[The problem] Write out every one of the rows below, word for word.

[Extracted material]
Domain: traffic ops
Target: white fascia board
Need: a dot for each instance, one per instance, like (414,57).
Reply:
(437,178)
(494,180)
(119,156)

[Finished answer]
Domain: traffic ops
Target: white fascia board
Need: a dot for each instance, one per instance, like (414,57).
Reply:
(437,178)
(494,180)
(119,156)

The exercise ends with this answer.